> EXERCISE DETAILS
Beginning at the line that contains "of the horse", reproduce every line to the end of the material without changing any of them.

> PROVIDED DATA
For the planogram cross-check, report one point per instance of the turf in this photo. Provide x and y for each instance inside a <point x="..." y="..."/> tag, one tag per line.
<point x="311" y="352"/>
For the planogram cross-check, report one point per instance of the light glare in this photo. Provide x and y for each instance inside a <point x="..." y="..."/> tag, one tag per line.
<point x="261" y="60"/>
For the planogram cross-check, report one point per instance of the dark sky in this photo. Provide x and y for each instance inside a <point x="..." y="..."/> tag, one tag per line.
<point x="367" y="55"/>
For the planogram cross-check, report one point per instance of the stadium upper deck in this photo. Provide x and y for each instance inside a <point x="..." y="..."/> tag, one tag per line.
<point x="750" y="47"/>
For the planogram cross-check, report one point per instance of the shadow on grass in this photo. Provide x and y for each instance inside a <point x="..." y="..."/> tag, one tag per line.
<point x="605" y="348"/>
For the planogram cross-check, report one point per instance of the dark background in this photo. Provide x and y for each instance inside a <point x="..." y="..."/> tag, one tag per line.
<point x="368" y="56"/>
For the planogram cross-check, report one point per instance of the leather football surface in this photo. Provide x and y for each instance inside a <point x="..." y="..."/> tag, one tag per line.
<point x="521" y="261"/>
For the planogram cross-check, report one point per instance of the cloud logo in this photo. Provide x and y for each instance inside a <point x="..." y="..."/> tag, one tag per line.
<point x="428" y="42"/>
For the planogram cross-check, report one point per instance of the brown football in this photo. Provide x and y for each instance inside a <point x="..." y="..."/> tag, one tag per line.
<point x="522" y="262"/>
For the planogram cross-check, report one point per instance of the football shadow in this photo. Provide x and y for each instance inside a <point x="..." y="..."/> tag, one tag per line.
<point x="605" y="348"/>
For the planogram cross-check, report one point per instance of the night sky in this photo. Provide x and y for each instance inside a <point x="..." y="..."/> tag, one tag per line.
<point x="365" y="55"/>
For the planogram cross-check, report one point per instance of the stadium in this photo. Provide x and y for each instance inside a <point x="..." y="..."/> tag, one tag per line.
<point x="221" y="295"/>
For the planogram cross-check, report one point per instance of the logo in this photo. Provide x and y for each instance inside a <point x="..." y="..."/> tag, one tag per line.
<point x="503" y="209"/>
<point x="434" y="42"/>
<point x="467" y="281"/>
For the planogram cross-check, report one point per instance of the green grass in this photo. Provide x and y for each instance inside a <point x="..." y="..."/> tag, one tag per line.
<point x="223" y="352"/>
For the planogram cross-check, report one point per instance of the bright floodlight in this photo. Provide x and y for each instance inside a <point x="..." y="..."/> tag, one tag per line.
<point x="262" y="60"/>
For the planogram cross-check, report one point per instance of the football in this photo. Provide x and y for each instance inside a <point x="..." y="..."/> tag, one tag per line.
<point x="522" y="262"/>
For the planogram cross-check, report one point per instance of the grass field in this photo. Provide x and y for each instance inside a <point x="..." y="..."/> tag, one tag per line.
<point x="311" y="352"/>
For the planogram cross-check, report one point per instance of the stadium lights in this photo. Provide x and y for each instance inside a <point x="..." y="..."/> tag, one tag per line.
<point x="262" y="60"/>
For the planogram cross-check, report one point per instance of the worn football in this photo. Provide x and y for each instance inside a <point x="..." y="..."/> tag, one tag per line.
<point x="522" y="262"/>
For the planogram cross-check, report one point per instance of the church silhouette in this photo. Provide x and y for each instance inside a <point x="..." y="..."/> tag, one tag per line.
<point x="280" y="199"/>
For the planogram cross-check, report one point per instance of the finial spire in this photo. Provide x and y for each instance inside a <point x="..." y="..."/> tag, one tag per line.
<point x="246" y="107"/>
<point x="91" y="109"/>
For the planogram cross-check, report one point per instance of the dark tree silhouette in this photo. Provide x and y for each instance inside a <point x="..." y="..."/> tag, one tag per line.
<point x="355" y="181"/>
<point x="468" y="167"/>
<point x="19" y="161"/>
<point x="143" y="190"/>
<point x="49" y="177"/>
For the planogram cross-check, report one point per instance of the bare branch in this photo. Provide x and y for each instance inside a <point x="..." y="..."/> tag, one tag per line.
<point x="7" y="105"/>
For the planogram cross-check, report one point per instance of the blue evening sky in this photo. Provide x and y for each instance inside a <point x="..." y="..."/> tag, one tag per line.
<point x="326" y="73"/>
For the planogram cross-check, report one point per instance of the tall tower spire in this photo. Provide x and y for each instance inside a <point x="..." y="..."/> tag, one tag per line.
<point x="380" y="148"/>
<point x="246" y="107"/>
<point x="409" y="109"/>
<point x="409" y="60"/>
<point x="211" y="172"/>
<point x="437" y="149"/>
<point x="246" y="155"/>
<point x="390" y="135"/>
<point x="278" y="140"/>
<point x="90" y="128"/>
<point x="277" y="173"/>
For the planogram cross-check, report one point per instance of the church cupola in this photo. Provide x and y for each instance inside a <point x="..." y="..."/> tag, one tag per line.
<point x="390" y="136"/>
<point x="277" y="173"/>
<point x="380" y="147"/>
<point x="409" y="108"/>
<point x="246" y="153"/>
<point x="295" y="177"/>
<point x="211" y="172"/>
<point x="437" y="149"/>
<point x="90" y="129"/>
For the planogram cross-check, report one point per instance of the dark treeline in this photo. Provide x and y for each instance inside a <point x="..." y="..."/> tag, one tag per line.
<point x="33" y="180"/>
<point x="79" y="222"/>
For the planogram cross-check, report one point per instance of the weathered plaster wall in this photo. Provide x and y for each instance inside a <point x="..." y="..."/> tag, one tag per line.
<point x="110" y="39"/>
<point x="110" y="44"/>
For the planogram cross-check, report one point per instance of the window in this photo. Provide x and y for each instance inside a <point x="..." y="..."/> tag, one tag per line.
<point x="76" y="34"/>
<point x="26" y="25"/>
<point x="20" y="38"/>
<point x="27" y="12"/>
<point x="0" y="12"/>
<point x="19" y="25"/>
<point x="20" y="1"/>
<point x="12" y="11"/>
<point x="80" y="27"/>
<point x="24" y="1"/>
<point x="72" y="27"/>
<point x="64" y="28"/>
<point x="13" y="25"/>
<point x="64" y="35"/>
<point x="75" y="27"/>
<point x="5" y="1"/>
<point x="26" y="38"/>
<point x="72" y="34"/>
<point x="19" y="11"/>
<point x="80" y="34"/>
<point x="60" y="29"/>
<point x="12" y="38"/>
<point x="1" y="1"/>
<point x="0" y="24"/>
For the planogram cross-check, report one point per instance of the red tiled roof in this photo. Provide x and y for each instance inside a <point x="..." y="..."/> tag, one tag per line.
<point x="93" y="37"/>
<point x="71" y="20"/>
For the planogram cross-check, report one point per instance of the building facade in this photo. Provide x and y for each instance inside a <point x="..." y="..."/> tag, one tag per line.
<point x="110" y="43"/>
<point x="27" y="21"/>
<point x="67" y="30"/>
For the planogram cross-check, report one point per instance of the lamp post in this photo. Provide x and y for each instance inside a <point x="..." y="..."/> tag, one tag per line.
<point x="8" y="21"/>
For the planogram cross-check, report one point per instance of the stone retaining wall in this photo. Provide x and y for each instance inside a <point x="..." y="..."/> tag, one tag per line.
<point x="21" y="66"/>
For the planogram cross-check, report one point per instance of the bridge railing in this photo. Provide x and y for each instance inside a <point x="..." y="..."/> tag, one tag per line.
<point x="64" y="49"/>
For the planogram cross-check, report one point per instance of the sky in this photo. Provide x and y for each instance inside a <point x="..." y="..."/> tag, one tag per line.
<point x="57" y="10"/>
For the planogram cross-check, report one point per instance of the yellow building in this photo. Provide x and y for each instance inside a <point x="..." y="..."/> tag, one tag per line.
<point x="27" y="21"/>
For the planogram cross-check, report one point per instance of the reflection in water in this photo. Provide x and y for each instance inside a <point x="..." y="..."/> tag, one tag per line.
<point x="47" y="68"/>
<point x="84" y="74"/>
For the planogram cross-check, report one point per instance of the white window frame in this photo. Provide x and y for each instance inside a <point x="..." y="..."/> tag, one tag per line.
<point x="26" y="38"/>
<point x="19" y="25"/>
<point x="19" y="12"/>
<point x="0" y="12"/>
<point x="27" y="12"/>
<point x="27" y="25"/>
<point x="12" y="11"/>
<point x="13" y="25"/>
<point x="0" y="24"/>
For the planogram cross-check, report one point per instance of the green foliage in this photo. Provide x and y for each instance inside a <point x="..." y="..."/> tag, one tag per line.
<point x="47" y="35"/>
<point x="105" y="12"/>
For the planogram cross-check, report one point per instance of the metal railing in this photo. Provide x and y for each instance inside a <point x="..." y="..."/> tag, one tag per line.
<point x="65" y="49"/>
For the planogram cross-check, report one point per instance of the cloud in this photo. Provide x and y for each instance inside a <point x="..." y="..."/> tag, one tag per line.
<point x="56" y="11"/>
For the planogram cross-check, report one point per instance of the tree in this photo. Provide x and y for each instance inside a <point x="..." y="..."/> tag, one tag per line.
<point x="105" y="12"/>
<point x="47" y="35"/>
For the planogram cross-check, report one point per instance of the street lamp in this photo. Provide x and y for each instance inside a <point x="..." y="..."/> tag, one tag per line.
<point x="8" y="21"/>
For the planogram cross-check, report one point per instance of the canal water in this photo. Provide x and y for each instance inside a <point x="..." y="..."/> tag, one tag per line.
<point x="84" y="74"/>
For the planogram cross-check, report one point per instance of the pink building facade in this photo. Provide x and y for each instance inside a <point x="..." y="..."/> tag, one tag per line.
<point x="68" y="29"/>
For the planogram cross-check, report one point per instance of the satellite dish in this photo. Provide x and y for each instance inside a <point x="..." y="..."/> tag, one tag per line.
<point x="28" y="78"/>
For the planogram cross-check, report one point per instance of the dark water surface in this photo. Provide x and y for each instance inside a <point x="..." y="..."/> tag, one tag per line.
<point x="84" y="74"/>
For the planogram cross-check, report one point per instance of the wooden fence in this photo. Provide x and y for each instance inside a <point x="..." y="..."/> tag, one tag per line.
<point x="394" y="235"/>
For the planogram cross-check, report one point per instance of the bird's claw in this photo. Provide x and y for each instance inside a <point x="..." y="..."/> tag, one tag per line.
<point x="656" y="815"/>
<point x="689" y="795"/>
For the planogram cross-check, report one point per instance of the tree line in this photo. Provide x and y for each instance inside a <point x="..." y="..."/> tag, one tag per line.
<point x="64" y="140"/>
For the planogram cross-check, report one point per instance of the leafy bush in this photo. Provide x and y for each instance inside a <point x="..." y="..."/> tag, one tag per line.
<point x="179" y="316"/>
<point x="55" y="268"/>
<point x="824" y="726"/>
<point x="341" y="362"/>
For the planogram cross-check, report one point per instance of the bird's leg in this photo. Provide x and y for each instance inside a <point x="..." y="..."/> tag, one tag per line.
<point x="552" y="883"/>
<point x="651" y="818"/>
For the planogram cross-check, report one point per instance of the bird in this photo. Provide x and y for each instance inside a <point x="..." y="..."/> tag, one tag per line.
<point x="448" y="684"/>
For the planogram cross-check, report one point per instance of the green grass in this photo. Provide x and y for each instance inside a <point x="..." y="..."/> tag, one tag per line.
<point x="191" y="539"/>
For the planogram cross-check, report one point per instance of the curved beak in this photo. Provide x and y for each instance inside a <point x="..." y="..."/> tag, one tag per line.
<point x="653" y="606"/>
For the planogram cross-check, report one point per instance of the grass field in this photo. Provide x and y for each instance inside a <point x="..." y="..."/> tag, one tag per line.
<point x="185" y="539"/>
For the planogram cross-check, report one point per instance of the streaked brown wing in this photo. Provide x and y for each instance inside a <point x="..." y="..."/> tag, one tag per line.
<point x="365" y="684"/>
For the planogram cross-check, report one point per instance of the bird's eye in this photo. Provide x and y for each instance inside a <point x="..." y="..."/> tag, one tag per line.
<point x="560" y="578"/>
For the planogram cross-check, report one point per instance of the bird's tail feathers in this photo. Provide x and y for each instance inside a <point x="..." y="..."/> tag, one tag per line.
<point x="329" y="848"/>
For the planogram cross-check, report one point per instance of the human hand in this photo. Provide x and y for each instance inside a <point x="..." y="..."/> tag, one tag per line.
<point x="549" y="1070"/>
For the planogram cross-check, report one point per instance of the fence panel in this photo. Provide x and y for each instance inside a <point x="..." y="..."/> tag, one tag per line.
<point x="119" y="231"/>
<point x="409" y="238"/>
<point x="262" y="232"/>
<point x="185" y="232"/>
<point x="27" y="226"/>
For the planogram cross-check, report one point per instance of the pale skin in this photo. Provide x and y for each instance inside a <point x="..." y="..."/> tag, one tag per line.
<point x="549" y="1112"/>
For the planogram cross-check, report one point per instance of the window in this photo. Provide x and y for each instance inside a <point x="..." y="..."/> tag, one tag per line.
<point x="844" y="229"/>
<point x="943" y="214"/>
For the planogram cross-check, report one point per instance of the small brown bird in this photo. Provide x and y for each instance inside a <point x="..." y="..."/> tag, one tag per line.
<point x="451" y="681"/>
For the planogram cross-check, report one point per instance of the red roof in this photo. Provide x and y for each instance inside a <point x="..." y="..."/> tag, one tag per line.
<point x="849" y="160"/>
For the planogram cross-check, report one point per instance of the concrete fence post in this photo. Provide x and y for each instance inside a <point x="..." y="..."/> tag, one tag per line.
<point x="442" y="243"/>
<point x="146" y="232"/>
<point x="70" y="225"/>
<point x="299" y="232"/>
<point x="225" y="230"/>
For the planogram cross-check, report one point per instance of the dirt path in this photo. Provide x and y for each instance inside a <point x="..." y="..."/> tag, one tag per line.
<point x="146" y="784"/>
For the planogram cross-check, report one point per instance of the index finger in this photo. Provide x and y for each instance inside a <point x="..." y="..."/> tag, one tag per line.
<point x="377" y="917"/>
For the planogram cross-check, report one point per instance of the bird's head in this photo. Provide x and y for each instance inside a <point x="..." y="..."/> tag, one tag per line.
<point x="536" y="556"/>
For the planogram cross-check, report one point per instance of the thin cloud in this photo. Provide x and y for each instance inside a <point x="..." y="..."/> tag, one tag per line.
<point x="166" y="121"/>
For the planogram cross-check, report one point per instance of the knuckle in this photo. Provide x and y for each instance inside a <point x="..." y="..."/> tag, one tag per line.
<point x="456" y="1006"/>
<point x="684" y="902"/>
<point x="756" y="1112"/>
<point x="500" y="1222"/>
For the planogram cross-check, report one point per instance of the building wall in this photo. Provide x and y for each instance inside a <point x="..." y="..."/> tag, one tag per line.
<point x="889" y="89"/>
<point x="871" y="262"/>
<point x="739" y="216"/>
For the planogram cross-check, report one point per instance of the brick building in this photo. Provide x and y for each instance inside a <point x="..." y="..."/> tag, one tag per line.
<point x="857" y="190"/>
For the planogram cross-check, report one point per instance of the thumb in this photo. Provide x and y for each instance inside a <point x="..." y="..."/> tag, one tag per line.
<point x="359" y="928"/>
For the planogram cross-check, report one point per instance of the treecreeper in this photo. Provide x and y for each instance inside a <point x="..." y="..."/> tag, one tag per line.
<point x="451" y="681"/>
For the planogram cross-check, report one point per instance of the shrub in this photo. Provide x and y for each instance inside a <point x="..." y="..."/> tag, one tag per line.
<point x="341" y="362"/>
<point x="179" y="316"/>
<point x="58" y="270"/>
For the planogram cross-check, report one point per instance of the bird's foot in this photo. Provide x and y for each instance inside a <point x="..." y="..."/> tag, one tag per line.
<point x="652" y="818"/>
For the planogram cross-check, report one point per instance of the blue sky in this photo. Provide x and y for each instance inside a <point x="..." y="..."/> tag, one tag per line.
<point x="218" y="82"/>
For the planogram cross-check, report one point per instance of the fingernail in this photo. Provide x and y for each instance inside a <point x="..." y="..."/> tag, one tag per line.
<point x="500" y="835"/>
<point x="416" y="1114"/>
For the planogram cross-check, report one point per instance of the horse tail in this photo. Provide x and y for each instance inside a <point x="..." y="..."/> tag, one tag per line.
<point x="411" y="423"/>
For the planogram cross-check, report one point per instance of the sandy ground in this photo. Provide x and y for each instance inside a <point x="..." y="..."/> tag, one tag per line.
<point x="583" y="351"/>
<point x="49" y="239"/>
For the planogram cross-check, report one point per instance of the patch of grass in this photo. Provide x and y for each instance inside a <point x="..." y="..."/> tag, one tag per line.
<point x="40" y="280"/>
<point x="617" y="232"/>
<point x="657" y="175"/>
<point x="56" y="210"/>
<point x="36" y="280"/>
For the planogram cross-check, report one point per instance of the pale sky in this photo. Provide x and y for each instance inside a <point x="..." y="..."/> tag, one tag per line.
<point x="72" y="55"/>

> RESPONSE TO THE TASK
For the planogram cross-check, report one point per instance of the horse tail in this photo. Provide x and y for each instance inside a <point x="..." y="..."/> tag, one tag per line.
<point x="411" y="423"/>
For the planogram cross-check, report one point per instance of the sandy ground in this photo. Provide x and y for each instance inside a <point x="..." y="..."/> tag, one tag per line.
<point x="583" y="351"/>
<point x="49" y="239"/>
For the planogram cross-check, report one point per instance of the patch of grass in this photo. Provide x and y for each instance inside a <point x="..." y="..."/> tag, one tag per line.
<point x="40" y="280"/>
<point x="617" y="232"/>
<point x="657" y="175"/>
<point x="56" y="210"/>
<point x="36" y="280"/>
For the planogram cross-check, report one point per instance of the pale sky in this photo. Provide x and y for each instance inside a <point x="..." y="..."/> tag, one tag per line.
<point x="72" y="55"/>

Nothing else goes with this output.